:: DOCUMENT SEGMENT
Glenn Beck is not Thomas Paine. He's not even an average American, cf.
The Average American: The Extraordinary Search for the Nation's Most Ordinary Citizen. What he has going for him is a bully pulpit, the right instincts (no pun), and the ability to reach some, but not all and certainly not a majority, of conscious Americans.

The book is squishy, a moderately well-organized rant against “Progressives”; I myself have done better with Election 2008: Lipstick on the Pig (Substance of Governance; Legitimate Grievances; Candidates on the Issues; Balanced Budget 101; Call to Arms: Fund We Not Them; Annotated Bibliography). However, I honor this book, I really do. Below are five books that have the substance this book lacks, without the heart that Glenn Beck delivers:
Obama: The Postmodern Coup – Making of a Manchurian Candidate
Grand Illusion: The Myth of Voter Choice in a Two-Party Tyranny
Running on Empty: How the Democratic and Republican Parties Are Bankrupting Our Future and What Americans Can Do About It
Breach of Trust: How Washington Turns Outsiders Into Insiders
Vice: Dick Cheney and the Hijacking of the American Presidency

My review of that last one (I review all books I link to) itemizes 23 of the 25 high crimes and misdemeanors that make Dick Cheney long overdue for retrospective impeachment and negotiated exile.
::::
:: DATA
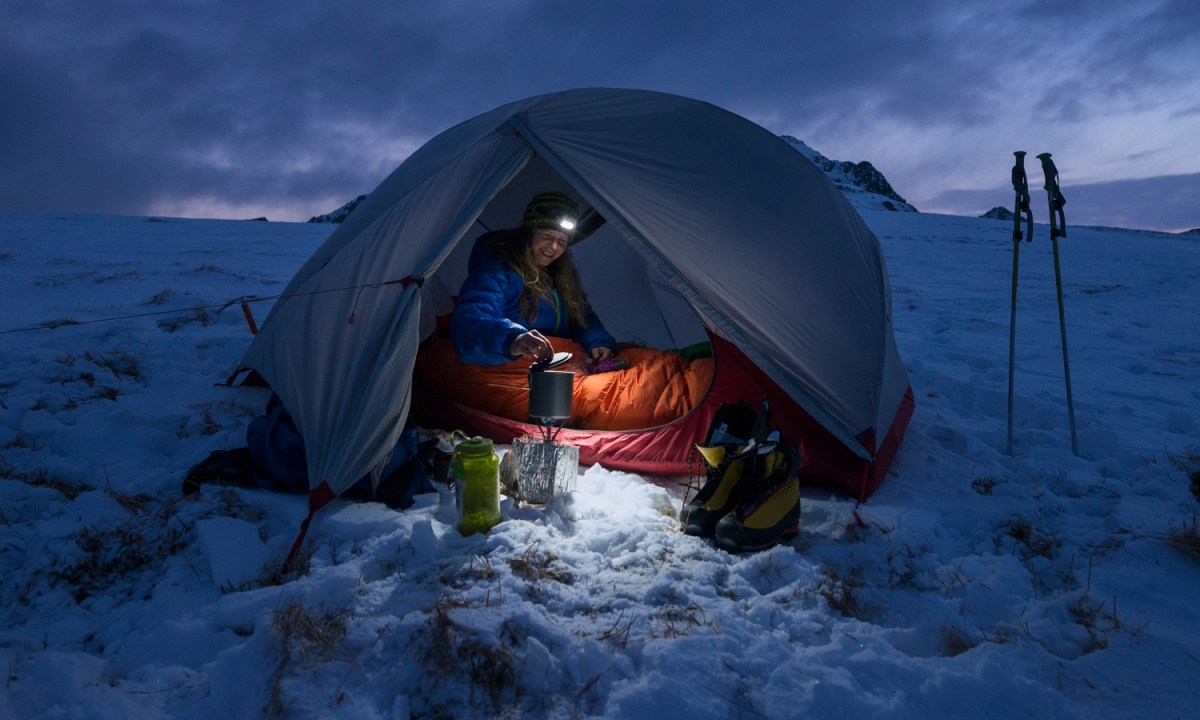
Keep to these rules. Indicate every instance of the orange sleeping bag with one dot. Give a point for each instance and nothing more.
(657, 388)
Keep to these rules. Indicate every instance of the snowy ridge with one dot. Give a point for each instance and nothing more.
(972, 585)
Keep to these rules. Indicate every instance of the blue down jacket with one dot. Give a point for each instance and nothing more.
(487, 315)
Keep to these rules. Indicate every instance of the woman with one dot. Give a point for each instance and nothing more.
(522, 301)
(523, 287)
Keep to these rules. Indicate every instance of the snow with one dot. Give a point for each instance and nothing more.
(973, 583)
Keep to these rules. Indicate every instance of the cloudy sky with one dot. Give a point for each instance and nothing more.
(226, 108)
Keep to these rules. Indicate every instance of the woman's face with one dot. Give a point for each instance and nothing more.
(547, 245)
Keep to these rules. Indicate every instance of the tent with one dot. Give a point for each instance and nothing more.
(715, 229)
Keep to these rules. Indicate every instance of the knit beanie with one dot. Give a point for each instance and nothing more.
(549, 209)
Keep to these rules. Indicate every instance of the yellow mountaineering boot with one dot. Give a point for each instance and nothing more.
(769, 507)
(718, 496)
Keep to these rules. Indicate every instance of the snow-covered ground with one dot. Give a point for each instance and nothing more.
(973, 583)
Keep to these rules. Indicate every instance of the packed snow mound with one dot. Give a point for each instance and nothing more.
(863, 185)
(975, 583)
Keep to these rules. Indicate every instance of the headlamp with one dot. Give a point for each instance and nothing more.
(564, 221)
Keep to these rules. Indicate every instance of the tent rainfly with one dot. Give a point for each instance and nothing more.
(715, 229)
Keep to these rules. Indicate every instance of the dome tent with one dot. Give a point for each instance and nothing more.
(714, 229)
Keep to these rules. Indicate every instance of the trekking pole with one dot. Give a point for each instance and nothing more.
(1059, 229)
(1021, 204)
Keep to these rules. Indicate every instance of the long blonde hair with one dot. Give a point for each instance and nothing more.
(541, 282)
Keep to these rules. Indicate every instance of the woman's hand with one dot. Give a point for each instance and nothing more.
(532, 345)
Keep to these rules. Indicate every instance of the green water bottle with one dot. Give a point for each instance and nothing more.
(477, 485)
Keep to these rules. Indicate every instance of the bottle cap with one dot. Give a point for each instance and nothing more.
(475, 445)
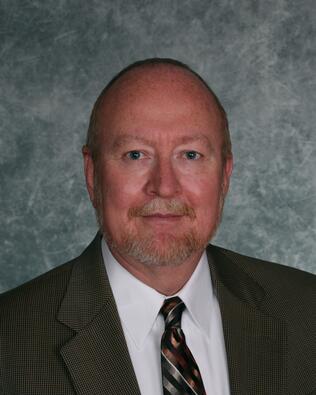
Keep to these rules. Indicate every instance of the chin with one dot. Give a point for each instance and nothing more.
(162, 249)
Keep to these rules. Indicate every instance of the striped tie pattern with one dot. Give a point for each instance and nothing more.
(180, 373)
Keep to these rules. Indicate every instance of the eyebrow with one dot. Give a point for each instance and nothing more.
(125, 139)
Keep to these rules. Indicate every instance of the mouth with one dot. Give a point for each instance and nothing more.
(162, 217)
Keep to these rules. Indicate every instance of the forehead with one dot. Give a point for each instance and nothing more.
(158, 99)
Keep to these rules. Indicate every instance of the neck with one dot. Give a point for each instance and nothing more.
(166, 280)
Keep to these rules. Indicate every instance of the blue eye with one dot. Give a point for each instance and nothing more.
(134, 155)
(192, 155)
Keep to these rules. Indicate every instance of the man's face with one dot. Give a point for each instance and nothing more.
(161, 180)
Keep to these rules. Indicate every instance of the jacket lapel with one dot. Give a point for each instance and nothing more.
(256, 343)
(97, 357)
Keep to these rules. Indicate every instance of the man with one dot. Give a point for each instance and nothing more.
(157, 164)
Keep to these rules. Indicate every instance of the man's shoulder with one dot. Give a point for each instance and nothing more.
(283, 286)
(261, 268)
(42, 292)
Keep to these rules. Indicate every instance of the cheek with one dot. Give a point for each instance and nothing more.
(120, 191)
(203, 192)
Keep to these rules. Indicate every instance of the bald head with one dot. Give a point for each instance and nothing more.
(163, 82)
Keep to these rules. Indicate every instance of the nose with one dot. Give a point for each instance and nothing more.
(163, 180)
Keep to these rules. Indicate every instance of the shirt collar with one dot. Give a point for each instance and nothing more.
(138, 304)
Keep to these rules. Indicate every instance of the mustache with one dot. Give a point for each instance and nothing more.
(164, 207)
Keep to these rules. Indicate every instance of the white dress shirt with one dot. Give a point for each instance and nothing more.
(138, 307)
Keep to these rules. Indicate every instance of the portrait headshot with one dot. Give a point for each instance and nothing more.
(158, 198)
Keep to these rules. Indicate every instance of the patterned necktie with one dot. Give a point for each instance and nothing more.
(180, 373)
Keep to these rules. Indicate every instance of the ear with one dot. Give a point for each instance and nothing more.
(227, 172)
(89, 173)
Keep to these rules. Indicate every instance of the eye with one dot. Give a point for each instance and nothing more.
(134, 155)
(192, 155)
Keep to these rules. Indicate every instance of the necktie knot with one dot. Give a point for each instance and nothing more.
(172, 312)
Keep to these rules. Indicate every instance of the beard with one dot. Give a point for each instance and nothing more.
(157, 249)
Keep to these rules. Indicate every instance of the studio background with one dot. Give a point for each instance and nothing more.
(57, 55)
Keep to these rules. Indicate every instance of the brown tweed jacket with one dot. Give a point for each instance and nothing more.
(61, 334)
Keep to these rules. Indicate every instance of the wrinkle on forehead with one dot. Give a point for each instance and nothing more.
(124, 139)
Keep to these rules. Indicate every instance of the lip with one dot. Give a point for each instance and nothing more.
(159, 217)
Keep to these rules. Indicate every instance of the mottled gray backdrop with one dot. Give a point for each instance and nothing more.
(56, 55)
::::
**ABOUT THIS EXERCISE**: In the review, list the titles of the books recommended for having the substance that Glenn Beck's book lacks.

**EXERCISE SOLUTION**:
- Obama: The Postmodern Coup – Making of a Manchurian Candidate
- Grand Illusion: The Myth of Voter Choice in a Two-Party Tyranny
- Running on Empty: How the Democratic and Republican Parties Are Bankrupting Our Future and What Americans Can Do About It
- Breach of Trust: How Washington Turns Outsiders Into Insiders
- Vice: Dick Cheney and the Hijacking of the American Presidency